▶ **WORK REQUIRED**: Return, copied in full, each line of the records below that contains the word "trees". Case counts.

Excerpts from a pointing dataset:
========================================================================
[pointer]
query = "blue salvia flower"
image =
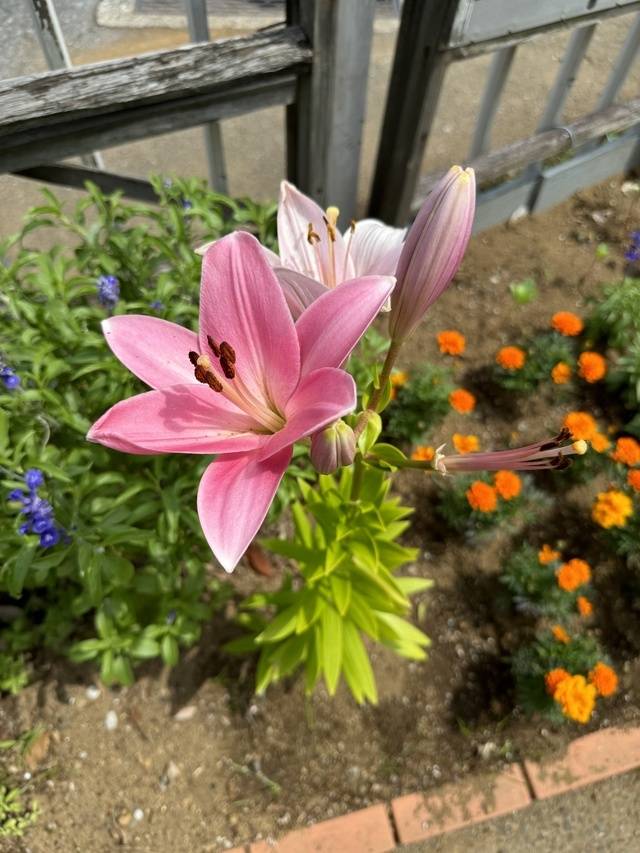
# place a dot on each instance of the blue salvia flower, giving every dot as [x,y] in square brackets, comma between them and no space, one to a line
[9,377]
[108,288]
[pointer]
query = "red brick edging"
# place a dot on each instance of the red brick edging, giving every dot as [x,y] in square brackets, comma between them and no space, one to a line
[415,817]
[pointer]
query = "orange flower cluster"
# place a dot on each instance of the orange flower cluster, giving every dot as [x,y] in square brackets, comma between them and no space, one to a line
[591,366]
[508,485]
[553,678]
[585,608]
[560,634]
[561,373]
[604,679]
[627,451]
[612,509]
[573,574]
[423,453]
[482,497]
[576,697]
[465,443]
[567,323]
[581,425]
[451,342]
[511,358]
[600,442]
[633,479]
[462,401]
[547,555]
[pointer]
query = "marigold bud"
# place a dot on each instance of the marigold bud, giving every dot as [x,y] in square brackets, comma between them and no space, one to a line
[333,447]
[433,250]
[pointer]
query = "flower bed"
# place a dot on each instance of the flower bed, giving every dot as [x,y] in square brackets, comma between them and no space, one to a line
[434,719]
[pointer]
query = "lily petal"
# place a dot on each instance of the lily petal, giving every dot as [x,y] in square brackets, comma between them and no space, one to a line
[331,327]
[234,496]
[375,247]
[321,398]
[295,212]
[299,290]
[180,419]
[242,303]
[153,349]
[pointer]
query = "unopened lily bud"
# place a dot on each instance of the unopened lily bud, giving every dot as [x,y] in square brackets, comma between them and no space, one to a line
[333,447]
[433,250]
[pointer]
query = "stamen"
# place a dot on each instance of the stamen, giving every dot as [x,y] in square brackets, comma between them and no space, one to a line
[215,349]
[227,368]
[213,382]
[228,352]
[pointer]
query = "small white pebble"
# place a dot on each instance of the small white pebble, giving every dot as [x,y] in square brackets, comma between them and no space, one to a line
[111,721]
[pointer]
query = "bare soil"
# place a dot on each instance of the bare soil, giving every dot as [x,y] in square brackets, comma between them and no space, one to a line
[210,766]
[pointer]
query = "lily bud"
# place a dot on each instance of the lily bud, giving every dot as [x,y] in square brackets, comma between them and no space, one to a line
[433,250]
[333,447]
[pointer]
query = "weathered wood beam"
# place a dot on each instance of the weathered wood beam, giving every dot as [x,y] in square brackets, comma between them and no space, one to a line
[51,99]
[36,146]
[512,158]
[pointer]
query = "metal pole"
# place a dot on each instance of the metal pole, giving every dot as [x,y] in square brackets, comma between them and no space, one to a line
[199,32]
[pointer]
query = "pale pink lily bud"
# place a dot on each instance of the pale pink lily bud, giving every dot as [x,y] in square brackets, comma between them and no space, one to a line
[533,457]
[333,447]
[433,250]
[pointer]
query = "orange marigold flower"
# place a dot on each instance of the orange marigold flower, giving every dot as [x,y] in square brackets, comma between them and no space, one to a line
[462,401]
[482,497]
[585,608]
[561,373]
[423,453]
[604,679]
[560,634]
[633,479]
[572,574]
[627,451]
[600,442]
[465,443]
[547,555]
[581,425]
[553,678]
[511,358]
[451,342]
[612,509]
[576,697]
[567,323]
[508,485]
[591,366]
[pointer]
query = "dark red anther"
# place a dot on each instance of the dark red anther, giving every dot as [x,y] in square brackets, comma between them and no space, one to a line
[215,349]
[228,369]
[213,382]
[228,352]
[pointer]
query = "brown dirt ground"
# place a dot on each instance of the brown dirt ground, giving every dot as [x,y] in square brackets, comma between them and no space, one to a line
[246,768]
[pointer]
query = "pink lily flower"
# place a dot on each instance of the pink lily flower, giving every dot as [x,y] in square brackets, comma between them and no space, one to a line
[316,257]
[534,457]
[246,387]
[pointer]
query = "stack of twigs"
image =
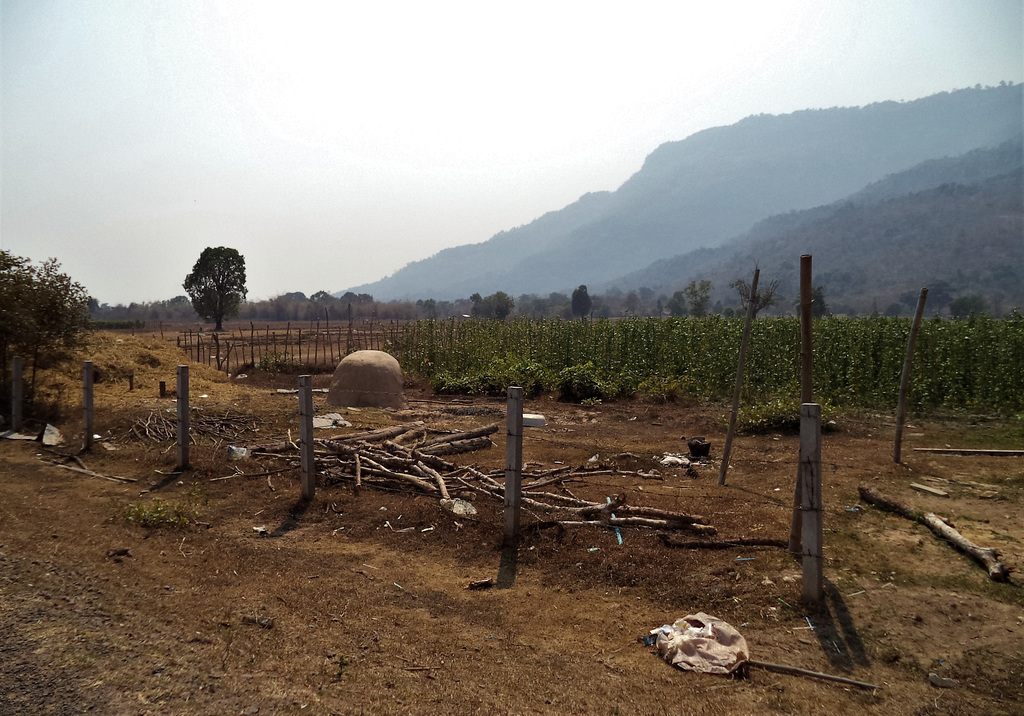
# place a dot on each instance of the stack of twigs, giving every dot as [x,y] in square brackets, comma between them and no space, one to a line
[160,426]
[403,457]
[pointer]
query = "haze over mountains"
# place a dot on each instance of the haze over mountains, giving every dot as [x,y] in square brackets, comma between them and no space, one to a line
[889,198]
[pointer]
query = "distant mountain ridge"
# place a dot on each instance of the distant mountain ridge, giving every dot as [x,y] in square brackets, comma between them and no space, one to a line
[715,185]
[953,224]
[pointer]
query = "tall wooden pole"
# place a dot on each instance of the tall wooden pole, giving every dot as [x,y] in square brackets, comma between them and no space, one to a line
[513,465]
[904,383]
[806,386]
[16,392]
[811,503]
[306,436]
[182,409]
[751,307]
[87,380]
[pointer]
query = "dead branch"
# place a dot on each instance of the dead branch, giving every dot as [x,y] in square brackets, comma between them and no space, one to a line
[794,671]
[722,544]
[91,473]
[463,446]
[469,434]
[989,558]
[380,434]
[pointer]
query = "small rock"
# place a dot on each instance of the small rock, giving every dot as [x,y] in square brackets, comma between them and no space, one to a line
[262,622]
[459,506]
[941,682]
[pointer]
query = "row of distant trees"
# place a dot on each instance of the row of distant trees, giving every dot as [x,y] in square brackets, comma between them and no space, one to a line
[216,290]
[693,300]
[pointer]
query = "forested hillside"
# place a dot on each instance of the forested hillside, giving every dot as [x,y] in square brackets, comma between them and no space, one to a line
[714,185]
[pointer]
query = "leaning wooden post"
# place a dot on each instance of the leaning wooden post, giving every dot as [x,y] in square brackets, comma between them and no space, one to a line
[182,409]
[306,436]
[904,383]
[751,307]
[89,429]
[806,387]
[810,478]
[513,465]
[16,394]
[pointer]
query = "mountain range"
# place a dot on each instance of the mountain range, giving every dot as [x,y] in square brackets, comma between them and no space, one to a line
[889,197]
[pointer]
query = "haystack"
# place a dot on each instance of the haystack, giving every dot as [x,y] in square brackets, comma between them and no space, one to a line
[368,378]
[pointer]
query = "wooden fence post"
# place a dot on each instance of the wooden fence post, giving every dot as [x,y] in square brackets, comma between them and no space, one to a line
[904,383]
[806,385]
[87,379]
[16,394]
[306,436]
[751,307]
[513,464]
[182,418]
[810,477]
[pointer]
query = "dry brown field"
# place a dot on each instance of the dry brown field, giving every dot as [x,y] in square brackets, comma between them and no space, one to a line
[100,615]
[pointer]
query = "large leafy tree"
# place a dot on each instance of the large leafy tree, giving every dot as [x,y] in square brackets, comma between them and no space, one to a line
[42,310]
[217,284]
[582,302]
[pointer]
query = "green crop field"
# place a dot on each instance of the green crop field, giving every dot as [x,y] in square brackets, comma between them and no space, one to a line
[974,365]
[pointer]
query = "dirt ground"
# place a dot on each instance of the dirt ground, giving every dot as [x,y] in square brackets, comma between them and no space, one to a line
[340,608]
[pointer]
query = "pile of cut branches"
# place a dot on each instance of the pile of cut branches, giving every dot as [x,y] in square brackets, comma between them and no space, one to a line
[161,426]
[403,457]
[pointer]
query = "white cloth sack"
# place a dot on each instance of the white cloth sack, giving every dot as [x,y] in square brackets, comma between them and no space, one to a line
[700,642]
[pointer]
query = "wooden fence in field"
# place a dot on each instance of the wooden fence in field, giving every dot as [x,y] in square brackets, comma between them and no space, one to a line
[312,347]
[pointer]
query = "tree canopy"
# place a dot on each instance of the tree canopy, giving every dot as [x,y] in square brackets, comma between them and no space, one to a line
[42,310]
[217,284]
[581,302]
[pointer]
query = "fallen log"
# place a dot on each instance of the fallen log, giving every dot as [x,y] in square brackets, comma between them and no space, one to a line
[455,436]
[723,544]
[640,522]
[376,468]
[92,473]
[794,671]
[988,557]
[973,451]
[383,433]
[458,447]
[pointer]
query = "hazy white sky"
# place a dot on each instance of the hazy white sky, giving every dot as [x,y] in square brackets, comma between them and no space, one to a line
[333,142]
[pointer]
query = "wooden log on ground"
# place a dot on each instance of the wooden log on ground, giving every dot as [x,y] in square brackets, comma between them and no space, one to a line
[458,447]
[794,671]
[973,451]
[374,467]
[989,558]
[469,434]
[723,544]
[383,433]
[92,473]
[641,522]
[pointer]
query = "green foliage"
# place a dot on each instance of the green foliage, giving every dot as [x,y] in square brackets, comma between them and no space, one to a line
[116,325]
[158,514]
[272,362]
[975,365]
[966,306]
[582,302]
[495,378]
[42,311]
[581,382]
[677,304]
[217,284]
[660,389]
[778,414]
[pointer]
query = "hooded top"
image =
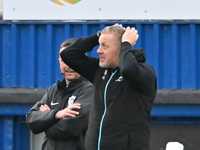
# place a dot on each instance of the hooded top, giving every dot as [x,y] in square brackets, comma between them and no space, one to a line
[67,133]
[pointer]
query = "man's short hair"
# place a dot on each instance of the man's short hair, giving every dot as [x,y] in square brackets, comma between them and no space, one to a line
[118,31]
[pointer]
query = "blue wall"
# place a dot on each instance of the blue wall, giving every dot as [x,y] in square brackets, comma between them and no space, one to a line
[29,51]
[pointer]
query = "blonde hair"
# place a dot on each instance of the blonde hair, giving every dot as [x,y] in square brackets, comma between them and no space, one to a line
[118,31]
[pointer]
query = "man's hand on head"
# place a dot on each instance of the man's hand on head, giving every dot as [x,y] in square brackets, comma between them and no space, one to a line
[130,35]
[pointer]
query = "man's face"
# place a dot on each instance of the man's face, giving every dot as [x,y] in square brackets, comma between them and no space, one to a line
[109,48]
[66,71]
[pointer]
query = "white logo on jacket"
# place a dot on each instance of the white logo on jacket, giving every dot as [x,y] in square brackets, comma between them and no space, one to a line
[120,79]
[71,100]
[104,75]
[52,103]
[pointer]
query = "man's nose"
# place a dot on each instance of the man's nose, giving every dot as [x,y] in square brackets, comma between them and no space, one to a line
[99,51]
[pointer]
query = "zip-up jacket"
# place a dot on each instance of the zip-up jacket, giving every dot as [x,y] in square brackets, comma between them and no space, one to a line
[67,133]
[122,100]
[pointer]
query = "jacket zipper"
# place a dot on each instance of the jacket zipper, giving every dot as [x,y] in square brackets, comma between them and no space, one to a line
[105,109]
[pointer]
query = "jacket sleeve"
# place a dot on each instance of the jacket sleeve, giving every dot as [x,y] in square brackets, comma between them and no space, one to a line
[39,121]
[141,75]
[75,57]
[68,127]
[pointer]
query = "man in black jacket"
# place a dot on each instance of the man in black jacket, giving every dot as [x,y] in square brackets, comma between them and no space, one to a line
[63,112]
[124,89]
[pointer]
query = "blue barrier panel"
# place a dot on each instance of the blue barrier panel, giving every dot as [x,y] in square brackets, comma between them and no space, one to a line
[29,51]
[15,134]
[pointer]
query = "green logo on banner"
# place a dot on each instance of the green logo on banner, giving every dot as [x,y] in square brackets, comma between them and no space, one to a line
[68,1]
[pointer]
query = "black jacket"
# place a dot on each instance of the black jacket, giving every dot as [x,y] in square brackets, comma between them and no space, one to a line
[67,133]
[122,98]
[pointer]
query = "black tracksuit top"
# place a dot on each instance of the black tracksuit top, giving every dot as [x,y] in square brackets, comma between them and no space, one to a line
[67,133]
[122,98]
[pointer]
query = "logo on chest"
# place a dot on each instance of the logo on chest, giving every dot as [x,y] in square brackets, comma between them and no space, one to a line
[71,100]
[119,79]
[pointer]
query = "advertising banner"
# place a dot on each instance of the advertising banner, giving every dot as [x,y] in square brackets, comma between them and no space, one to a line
[100,9]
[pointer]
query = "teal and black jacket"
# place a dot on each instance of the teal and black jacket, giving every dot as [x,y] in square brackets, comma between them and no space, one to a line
[122,97]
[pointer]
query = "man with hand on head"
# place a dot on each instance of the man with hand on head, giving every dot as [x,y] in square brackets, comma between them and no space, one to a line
[124,88]
[63,111]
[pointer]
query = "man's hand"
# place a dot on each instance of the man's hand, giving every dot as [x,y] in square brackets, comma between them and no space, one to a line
[130,35]
[68,111]
[44,107]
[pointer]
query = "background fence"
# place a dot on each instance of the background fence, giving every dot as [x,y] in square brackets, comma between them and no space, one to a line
[29,62]
[29,51]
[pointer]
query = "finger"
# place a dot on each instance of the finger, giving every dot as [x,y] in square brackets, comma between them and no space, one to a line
[46,107]
[41,108]
[73,112]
========================================================================
▶ **SOLUTION**:
query = "row of distant trees"
# place a dot on each instance of the row of distant trees, giving every dot as [x,y] in square brackets, comma between them and no space, one to a line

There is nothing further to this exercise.